Exercise details -
Without changing anything, set down every line shown below.

(Items from a dataset)
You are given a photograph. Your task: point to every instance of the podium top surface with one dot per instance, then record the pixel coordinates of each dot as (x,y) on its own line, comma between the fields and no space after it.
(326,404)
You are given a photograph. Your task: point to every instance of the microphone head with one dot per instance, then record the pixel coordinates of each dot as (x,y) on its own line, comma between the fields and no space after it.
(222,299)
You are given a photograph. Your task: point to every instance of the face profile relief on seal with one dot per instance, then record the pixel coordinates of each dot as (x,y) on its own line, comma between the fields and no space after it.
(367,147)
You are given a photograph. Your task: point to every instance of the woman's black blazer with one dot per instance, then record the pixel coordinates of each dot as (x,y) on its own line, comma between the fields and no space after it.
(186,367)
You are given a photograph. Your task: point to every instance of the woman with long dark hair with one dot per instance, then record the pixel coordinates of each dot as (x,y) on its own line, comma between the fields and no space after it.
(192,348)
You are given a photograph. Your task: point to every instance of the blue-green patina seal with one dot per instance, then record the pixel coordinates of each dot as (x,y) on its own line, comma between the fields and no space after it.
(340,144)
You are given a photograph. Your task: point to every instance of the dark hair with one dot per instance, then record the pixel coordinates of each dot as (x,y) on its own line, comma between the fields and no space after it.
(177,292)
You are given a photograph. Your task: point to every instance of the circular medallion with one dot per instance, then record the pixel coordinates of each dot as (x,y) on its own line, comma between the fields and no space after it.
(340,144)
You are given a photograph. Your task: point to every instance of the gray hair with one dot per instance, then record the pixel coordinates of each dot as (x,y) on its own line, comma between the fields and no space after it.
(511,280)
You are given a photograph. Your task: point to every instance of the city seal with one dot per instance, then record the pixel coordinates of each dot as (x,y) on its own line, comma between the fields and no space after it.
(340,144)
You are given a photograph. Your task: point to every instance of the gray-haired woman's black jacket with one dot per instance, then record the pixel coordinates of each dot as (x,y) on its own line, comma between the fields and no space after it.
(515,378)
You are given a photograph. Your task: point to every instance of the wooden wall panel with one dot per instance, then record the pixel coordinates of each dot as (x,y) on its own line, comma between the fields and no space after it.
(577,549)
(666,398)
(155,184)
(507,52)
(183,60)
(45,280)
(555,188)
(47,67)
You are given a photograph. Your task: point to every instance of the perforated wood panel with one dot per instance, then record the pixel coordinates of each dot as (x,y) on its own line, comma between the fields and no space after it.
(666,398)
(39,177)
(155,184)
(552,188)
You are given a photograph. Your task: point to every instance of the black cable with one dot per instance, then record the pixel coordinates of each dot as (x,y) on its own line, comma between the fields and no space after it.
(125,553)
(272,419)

Result below -
You are given a photograph. Your task: point to every instance of the podium top surface with one dot per instance, then record the pixel coordinates of each dot as (x,y) on its own line, comma between the fields and no space after it.
(326,404)
You are given a photograph. Your task: point to every instance of the microphone head with one dot per instance, then record the pixel coordinates of each dot as (x,y) on its own line, comma between the fields and no space after it.
(222,299)
You are given a photograph. Your task: point to every instance of the face profile relief on seal with one dot per instance, then record the pixel coordinates of each dot as (x,y) on its own line, comma between the fields and no space after it.
(367,147)
You are given a photograph. Your task: point to every instance of the woman's black blazer with one dot per instance, then record the pixel coordinates of each dot as (x,y) on its own line, comma between the fields and no space after it.
(186,367)
You are given a photograph. Your task: point to every instance of the woman with long dark hair with one dot per instance, then record the pixel coordinates of each dot as (x,y) on its own line, comma between the fields and no space after it.
(192,348)
You are given a photograph. Your task: point to every instance of the blue-green patina seal with one dot per instance, then record the pixel coordinates of each dot as (x,y) on its own line, comma between the fields and no space after it.
(340,144)
You are given a photograph. Your task: point to every instance of the dark hair with one dot per instance, then record the pixel coordinates of each dot as (x,y) on its own line, comma between the fields and no space after it.
(177,292)
You are given a photograph. Your task: point to every instance of the circular medallion with one dot per instance, then record the pixel coordinates of each dot as (x,y) on its own line, comma between the fields and no space after it.
(340,144)
You are given a photograph. Your task: point to every instance of the gray hair with one dot per instance, then record the pixel coordinates of each dot as (x,y) on its own line, comma between the fields and no space after it.
(511,280)
You are given a photograph. Your task: point to every instance of the city seal with one dot per instance, then record the pixel coordinates of each dot as (x,y) on its own line, comma between the fields and no space after it.
(340,144)
You are given a photograph. Your task: point to every instance of the gray-haired woman's black jacket with one dot per instance, then record the pixel coordinates of each dot as (x,y) on its own line, comma between the fields and no space after it.
(515,378)
You are given a photograph. Your task: point to every instance of the wooden wall panel with one dot per instance, then record the pixel coordinates of each dot as (x,y) on its own line, comma between the fields and no space after it.
(577,549)
(666,398)
(155,184)
(507,52)
(183,60)
(45,280)
(555,188)
(47,67)
You are given a photograph. Your task: point to every instance of the perforated wood panel with one dot per instance, then record the pixel coordinates of each dot as (x,y) on its own line, comma between the fields and no space after it.
(666,398)
(39,177)
(155,184)
(552,188)
You are given a photograph. Your task: point to every instance of the black cable with one dot per instance, then record the pixel coordinates of each dot as (x,y) on its own line, comma between the fields and no space after it.
(125,553)
(272,419)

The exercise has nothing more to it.